### Your goal
Please copy the entries below, changing every "rosemary" to "thyme" and leaving everything else as it is.

### Records provided
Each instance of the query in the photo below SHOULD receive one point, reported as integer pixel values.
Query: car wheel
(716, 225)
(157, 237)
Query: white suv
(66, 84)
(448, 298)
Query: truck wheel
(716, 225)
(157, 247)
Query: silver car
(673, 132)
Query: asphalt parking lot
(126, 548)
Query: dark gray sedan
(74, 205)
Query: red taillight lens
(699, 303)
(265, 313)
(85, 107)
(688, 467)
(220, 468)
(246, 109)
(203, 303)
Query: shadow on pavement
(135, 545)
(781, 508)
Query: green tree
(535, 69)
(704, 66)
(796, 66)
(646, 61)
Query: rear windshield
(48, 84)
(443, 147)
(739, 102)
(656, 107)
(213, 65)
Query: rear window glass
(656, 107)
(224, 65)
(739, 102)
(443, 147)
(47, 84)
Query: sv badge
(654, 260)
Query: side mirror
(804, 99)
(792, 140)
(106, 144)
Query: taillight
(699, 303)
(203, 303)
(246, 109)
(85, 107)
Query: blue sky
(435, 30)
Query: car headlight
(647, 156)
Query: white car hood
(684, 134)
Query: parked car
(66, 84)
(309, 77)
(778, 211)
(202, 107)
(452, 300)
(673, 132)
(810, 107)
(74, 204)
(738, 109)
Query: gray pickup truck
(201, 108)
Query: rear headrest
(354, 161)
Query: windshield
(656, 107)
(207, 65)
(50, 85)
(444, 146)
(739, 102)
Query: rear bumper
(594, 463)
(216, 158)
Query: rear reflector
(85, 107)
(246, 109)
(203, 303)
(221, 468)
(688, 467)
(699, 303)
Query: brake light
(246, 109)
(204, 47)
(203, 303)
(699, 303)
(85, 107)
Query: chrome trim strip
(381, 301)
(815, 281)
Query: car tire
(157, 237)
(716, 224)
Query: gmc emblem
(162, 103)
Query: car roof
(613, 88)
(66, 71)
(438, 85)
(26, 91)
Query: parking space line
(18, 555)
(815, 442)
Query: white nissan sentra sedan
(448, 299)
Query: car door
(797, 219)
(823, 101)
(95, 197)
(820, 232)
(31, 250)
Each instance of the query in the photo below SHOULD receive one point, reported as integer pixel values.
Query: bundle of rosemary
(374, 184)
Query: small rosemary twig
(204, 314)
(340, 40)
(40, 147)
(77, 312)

### Correct result
Each instance of the query in the photo below SHOULD receive one point, reported as integer pixel values.
Query: car wheel
(716, 225)
(157, 237)
Query: white suv
(66, 84)
(448, 298)
Query: truck wheel
(716, 225)
(157, 247)
Query: silver car
(673, 132)
Query: asphalt parking lot
(126, 548)
Query: dark gray sedan
(74, 205)
Query: red taillight lens
(699, 303)
(265, 313)
(85, 107)
(688, 467)
(220, 468)
(246, 109)
(203, 303)
Query: shadow on pavement
(135, 545)
(781, 508)
Query: green tree
(535, 69)
(704, 66)
(796, 66)
(646, 61)
Query: rear windshield
(48, 84)
(443, 147)
(739, 102)
(656, 107)
(213, 65)
Query: rear window glass
(656, 107)
(224, 65)
(739, 102)
(443, 147)
(47, 84)
Query: sv badge
(654, 260)
Query: side mirror
(804, 99)
(792, 140)
(106, 144)
Query: taillight
(699, 303)
(203, 303)
(246, 109)
(85, 107)
Query: blue sky
(435, 30)
Query: car headlight
(647, 156)
Query: white car hood
(684, 134)
Query: parked car
(66, 84)
(309, 77)
(778, 211)
(202, 107)
(452, 300)
(673, 132)
(810, 107)
(74, 204)
(738, 109)
Query: gray pickup truck
(201, 108)
Query: rear headrest
(354, 161)
Query: windshield
(656, 107)
(207, 65)
(50, 85)
(444, 146)
(739, 102)
Query: rear bumper
(594, 463)
(216, 158)
Query: rear reflector
(85, 107)
(246, 109)
(203, 303)
(221, 468)
(688, 467)
(699, 303)
Query: brake light
(246, 109)
(204, 47)
(203, 303)
(699, 303)
(85, 107)
Query: chrome trim strip
(381, 301)
(815, 281)
Query: car tire
(157, 237)
(716, 224)
Query: gmc emblem
(162, 103)
Query: car roof
(613, 88)
(66, 71)
(438, 85)
(26, 91)
Query: parking space line
(18, 555)
(815, 442)
Query: white nissan sentra sedan
(448, 299)
Query: car door
(797, 219)
(823, 101)
(95, 197)
(820, 232)
(31, 250)
Each instance of the query in the photo below SHOULD receive one point, reported as integer pixel values.
Query: bundle of thyme
(374, 184)
Query: small thyme twig
(204, 314)
(340, 40)
(40, 147)
(77, 312)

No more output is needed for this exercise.